Action item:
Write out the full listing exactly.

··· Extracted information

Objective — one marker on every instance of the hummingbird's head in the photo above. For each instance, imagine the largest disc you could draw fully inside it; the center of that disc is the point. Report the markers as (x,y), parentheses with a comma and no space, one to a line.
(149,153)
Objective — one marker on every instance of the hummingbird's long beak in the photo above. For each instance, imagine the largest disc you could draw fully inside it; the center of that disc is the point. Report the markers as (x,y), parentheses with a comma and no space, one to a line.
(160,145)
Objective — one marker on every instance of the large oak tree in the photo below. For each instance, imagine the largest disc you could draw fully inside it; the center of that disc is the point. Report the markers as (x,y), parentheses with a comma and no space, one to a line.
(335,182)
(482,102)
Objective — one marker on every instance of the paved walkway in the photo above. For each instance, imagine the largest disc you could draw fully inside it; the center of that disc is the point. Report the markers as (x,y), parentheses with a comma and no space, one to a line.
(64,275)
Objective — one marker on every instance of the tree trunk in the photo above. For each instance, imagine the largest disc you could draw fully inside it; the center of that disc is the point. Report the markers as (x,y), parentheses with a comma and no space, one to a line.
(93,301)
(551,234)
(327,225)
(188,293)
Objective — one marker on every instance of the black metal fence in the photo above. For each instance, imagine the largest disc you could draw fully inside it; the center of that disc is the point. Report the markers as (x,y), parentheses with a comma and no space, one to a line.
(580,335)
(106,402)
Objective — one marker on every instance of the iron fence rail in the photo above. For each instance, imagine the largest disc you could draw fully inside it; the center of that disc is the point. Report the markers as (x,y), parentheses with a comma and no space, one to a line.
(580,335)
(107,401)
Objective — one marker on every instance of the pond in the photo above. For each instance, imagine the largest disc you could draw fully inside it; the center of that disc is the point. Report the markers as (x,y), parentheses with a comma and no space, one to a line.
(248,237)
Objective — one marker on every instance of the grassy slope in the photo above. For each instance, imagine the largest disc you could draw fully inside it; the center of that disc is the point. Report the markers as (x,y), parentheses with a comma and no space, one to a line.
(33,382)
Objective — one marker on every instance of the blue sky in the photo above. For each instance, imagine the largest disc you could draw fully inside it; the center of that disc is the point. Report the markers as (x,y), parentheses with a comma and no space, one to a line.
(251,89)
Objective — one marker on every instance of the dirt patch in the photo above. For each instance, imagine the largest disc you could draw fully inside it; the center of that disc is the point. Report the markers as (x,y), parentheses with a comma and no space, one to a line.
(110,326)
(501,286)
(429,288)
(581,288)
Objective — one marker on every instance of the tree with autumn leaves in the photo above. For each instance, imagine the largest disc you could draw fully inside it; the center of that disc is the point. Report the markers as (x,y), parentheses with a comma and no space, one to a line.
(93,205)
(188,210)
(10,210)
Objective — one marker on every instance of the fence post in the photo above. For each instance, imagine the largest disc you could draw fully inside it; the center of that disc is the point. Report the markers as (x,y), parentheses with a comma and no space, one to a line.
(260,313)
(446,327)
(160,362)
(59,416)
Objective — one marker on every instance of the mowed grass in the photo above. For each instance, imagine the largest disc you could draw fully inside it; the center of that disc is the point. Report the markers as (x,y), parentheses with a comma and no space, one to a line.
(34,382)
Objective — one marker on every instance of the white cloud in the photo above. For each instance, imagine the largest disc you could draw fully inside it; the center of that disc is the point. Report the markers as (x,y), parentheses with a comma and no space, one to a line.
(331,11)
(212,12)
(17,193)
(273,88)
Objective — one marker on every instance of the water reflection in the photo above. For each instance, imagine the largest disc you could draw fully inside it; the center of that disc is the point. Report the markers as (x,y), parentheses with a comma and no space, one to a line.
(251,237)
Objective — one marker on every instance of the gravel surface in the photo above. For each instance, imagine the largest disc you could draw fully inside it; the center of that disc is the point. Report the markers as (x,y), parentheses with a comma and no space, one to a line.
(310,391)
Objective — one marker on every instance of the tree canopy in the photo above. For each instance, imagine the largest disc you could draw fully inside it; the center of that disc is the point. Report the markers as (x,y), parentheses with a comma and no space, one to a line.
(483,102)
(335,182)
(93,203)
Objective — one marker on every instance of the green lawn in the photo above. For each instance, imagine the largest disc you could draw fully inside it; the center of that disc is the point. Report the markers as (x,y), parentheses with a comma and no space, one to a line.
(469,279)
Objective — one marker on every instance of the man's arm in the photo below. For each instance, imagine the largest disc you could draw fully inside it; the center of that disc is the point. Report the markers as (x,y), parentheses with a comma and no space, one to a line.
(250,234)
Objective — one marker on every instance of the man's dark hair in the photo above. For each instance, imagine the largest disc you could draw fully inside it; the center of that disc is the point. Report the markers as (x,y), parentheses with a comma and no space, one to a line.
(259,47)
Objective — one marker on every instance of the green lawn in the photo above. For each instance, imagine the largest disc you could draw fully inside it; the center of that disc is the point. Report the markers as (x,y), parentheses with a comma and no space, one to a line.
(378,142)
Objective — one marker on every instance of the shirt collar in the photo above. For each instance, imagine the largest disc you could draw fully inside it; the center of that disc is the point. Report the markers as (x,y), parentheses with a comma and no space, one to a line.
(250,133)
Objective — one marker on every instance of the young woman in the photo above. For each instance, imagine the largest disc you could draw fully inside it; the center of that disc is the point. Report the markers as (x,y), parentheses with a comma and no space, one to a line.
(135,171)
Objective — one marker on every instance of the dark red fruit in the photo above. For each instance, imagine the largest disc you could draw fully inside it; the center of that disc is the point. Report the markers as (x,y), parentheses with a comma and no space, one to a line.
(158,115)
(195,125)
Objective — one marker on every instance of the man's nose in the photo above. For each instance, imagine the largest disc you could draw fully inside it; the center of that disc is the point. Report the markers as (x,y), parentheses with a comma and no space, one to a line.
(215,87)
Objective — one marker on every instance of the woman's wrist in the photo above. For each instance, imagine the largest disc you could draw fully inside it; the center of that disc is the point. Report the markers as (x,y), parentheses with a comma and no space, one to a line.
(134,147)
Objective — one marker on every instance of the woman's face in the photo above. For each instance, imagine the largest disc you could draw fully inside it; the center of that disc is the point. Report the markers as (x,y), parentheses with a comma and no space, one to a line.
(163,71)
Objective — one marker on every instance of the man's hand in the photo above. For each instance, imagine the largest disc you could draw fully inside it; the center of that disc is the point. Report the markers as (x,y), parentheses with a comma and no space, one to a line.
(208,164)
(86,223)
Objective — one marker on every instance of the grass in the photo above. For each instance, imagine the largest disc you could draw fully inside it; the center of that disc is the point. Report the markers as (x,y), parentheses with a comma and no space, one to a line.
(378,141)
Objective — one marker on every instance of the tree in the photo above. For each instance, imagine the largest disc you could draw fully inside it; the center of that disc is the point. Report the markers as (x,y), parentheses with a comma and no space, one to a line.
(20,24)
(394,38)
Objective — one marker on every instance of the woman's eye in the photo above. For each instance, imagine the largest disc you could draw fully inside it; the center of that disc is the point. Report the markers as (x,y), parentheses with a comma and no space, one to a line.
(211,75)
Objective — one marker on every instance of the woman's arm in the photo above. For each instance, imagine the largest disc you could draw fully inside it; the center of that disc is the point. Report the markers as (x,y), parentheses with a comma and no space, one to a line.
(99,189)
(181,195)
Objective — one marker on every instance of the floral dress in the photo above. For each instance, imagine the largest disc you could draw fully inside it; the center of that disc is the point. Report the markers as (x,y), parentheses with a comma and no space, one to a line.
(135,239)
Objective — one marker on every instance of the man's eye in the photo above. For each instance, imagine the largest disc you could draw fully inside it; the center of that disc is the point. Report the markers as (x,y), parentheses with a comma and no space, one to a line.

······

Task response:
Objective — one marker on every instance of the hummingbird's head in the photo above. For each instance, imagine the largest disc you could draw fully inside it; the center of that disc is the point. Report the markers as (x,y), parentheses with a comma and no space, one to a line.
(149,153)
Objective — one marker on every instance of the hummingbird's long beak in the photo above. For each instance, imagine the largest disc you could draw fully inside it; the center of that disc is the point. Report the markers as (x,y), parentheses with a comma and no space, one to a line.
(160,145)
Objective — one marker on every instance of the large oak tree in the photo below. For each instance, imagine the largest disc you could draw fully inside it; the center of that disc is the point. Report the markers as (x,y), parentheses with a comma and no space, one to a line.
(335,182)
(482,102)
Objective — one marker on every instance of the paved walkway in the photo above. For each instance, imagine the largest disc you could draw fully inside it; the center of that disc is the point. Report the markers as (x,y), parentheses with a comma and no space, one to a line.
(64,275)
Objective — one marker on every instance of the tree trunk in the photo above. For each instance, imagine the largest disc you could draw fully inside it; the center of that disc is the point. Report the markers as (x,y), parentheses with a comma and no space, one to a line.
(93,301)
(551,234)
(327,225)
(188,293)
Objective — one marker on every instance of the black metal fence in the photo above. For each instance, imagine the largest disc you could draw fully inside it; the center of that disc is the point. Report the markers as (x,y), parentheses with a comma and no space, one to a line.
(580,335)
(106,402)
Objective — one marker on every instance of the iron fence rail in the photo above. For each instance, imagine the largest disc you could draw fully inside it; the center of that disc is the point. Report the markers as (x,y), parentheses with a comma and no space, one to a line.
(580,335)
(107,401)
Objective — one marker on every instance of the pond in the photo above. For each instance, imagine the largest disc you could draw fully inside it; the center of that disc is the point. Report the markers as (x,y), parentheses with a comma and no space, one to a line.
(248,237)
Objective — one marker on every instance of the grassy slope in the photo above. For each instance, imagine the largest disc you could draw fully inside it; the center of that disc is the point. Report the markers as (x,y), parentheses with a comma and no space, one to a line.
(33,382)
Objective — one marker on every instance of the blue sky in the photo above. For each instance, imagine the largest disc you could draw fully inside it; the center of that disc is the point. Report the markers as (x,y), parentheses with a comma and no space, one to a line.
(251,89)
Objective — one marker on every instance of the dirt patch in the photo above. For each instance, imagine the largest disc you could draw fully inside it; the center of that disc is the point. Report the markers as (x,y), parentheses with a comma and no space, one to a line.
(110,326)
(501,286)
(429,288)
(581,288)
Objective — one marker on every instance of the tree with autumn leaves in the photo above. For each instance, imagine the largest disc you could draw fully inside it; the center of that disc is the point. Report the markers as (x,y), parentheses with a comma and no space, one to a line.
(93,205)
(188,210)
(10,210)
Objective — one marker on every instance of the fence post in the photo above. For each instance, imagine the largest disc you could draw fully inside it; the center of that disc is the point. Report the markers as (x,y), parentheses with a comma and no space, one to a line.
(260,313)
(446,327)
(160,362)
(59,416)
Objective — one marker on every instance of the mowed grass in the photo above. For each instance, imagine the largest disc you could draw fully inside it; the center of that disc is the point. Report the markers as (x,y), parentheses with a comma and no space, one to a line.
(34,382)
Objective — one marker on every instance of the white cloud in the photo above. For each instance, imagine the largest disc you could draw fully inside it; the center of that disc is the point. Report the markers as (x,y), parentheses with a comma and no space, one to a line.
(331,11)
(212,12)
(17,193)
(273,88)
Objective — one marker on every instance of the water reflection in the photo above. For each instance, imagine the largest disc you could draw fully inside it; the center of that disc is the point. Report the markers as (x,y), parentheses with a comma and no space, one to a line.
(251,237)
Objective — one marker on every instance of the gravel surface in the photo above. For each instance, imagine the largest disc you could draw fully inside it; the center of that disc is the point. Report the markers as (x,y), parentheses with a comma and no space, one to a line.
(310,391)
Objective — one marker on every instance of the tree canopy in the photo above. For each instance, imagine the largest disc you could draw fully inside it; the center of that disc is the point. Report the markers as (x,y), parentheses with a comma and no space, one to a line.
(483,102)
(335,182)
(93,203)
Objective — one marker on every instance of the green lawn in the photo above. For each instance, imagine the largest disc you could draw fully inside it; the center of that disc is the point. Report the markers as (x,y), parentheses with a comma and no space, one to a line.
(469,279)
Objective — one marker on every instance of the man's arm in the photo below. For each instance, imagine the largest disc you could draw fully inside it; the center of that disc is the point. Report the markers as (x,y), parentheses with a comma and no space, one to a line.
(250,234)
Objective — one marker on every instance of the man's dark hair in the photo above. For each instance, imagine the largest disc you could draw fully inside it; the center of that disc is the point. Report the markers as (x,y), parentheses with a comma and no space, one to a line.
(259,47)
Objective — one marker on every instance of the green lawn in the photo above. For each instance, imagine the largest disc you could draw fully inside it; the center of that disc is the point. Report the markers as (x,y), parentheses with a comma and no space, one to a line.
(378,142)
Objective — one marker on every instance of the shirt collar in the photo above. For each instance, imagine the largest disc you could draw fully inside it; the center of that disc is the point. Report the markers as (x,y), parentheses with a comma and no space, one to a line.
(250,133)
Objective — one marker on every instance of the young woman in the photo above. For each instance, imagine the largest disc you could draw fully inside it; the center of that disc is the point. Report the markers as (x,y), parentheses with a comma and no space, one to a line.
(135,171)
Objective — one marker on every instance of the dark red fruit in the photo above. For each instance, imagine the largest disc you could draw fully inside it; the center of that disc is the point. Report the markers as (x,y), parentheses with a comma and no space, one to a line.
(158,115)
(195,125)
Objective — one marker on every instance of the man's nose in the photo above. For each instance, imagine the largest disc you could draw fully inside it; the center of that disc is the point. Report the markers as (x,y), parentheses with a comma and no space, one to a line.
(215,87)
Objective — one marker on every instance of the woman's wrist in the photo above. For each instance, imagine the largest disc you could draw fully inside it; the center of that disc is the point. Report the markers as (x,y), parentheses with a comma and no space, one to a line.
(134,147)
Objective — one marker on every instance of the woman's face in the photo above. For each instance, imagine the largest disc you could draw fully inside it; the center of that disc is the point. Report the markers as (x,y), parentheses with a comma and no space, one to a line.
(163,71)
Objective — one marker on every instance of the man's hand in the photo above. For each instance, imagine the largest disc you could draw fully inside it; the center of that disc is the point. Report the markers as (x,y), parentheses with a comma and no space, one to a line.
(208,164)
(86,223)
Objective — one marker on every instance of the grass in the photo above. For each instance, imagine the largest disc you could draw fully inside it; the center of that disc is the point. Report the markers as (x,y), parentheses with a comma and no space, one to a line.
(378,141)
Objective — one marker on every instance of the tree in the photo above. For each instance, imagine the largest disc you could draw fully inside it; the center of that disc is the point. Report the markers as (x,y), parentheses with a comma and no space, one to a line.
(20,24)
(394,38)
Objective — one marker on every instance of the woman's eye in the photo above. For each instance, imagine the largest disc you could draw fully inside it; the center of that disc is the point. Report the markers as (x,y), parentheses with a comma and no space, one to a line.
(211,75)
Objective — one marker on every instance of the woman's arm in the photo above. For each instance, imagine the largest disc you could draw fully inside it; the center of that disc is the point. Report the markers as (x,y), parentheses with a comma and no space, one to a line.
(99,189)
(181,195)
Objective — one marker on every instance of the floral dress in the photo above. For each instance, imagine the largest disc you could draw fully inside it; the center of that disc is the point. Report the markers as (x,y), parentheses with a comma and no space, one to a line.
(135,239)
Objective — one marker on every instance of the man's eye in the photo above. For each instance, imagine the largest disc you could draw fully inside it; the center of that disc is the point. Report the markers as (x,y), parentheses with a comma and no space, one to a line.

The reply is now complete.